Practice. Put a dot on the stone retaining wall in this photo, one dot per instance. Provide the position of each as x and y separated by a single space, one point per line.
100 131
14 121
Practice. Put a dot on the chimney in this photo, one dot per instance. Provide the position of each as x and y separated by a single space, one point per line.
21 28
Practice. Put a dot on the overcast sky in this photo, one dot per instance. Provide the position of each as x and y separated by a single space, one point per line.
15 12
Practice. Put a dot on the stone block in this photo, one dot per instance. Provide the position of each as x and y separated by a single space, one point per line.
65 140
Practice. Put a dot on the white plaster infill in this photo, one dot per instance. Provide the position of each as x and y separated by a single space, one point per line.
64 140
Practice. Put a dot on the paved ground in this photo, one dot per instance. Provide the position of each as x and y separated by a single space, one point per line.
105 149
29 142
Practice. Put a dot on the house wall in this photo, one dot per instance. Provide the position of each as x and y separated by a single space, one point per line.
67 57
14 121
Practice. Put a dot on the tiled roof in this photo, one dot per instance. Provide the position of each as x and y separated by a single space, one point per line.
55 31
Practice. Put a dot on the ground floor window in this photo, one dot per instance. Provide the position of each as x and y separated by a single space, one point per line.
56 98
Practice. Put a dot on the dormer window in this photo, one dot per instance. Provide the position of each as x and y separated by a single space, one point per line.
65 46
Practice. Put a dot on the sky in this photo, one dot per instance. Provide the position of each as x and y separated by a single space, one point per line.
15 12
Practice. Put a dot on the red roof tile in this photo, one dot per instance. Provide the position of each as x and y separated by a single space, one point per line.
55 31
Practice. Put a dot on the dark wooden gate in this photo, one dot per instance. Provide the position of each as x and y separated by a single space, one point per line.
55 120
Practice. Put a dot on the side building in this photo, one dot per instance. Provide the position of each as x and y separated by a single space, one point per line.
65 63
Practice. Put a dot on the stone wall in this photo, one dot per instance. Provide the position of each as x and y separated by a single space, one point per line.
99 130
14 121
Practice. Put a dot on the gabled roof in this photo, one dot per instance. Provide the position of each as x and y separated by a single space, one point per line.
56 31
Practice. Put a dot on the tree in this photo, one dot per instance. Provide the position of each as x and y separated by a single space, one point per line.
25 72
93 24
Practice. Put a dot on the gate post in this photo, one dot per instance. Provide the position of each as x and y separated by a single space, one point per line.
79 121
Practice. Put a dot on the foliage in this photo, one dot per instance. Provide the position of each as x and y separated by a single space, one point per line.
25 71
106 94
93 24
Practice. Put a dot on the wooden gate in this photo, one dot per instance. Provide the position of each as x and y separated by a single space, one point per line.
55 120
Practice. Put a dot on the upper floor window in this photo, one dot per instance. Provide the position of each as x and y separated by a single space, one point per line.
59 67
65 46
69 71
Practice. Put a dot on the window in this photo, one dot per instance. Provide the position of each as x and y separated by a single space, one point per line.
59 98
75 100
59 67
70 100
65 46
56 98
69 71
----
Please write out exactly the line containing "Practice. Put a dot on the wooden" and every line after it through the end of the records, nothing more.

Practice. Put a dot on the wooden gate in this photo, one dot per instance. Provide the position of each as x and y separated by a single space, one point per line.
55 120
Practice. Put a dot on the upper floor window in this photo, one dot per instance. Provide the position of each as x and y separated by a single space, one point per line.
59 67
65 46
69 71
Practice. Put a dot on the window in this photo, one dot per instance. Provide the position of each as x and y separated by a single space, one point per line.
59 98
75 100
59 67
70 100
65 46
56 98
69 71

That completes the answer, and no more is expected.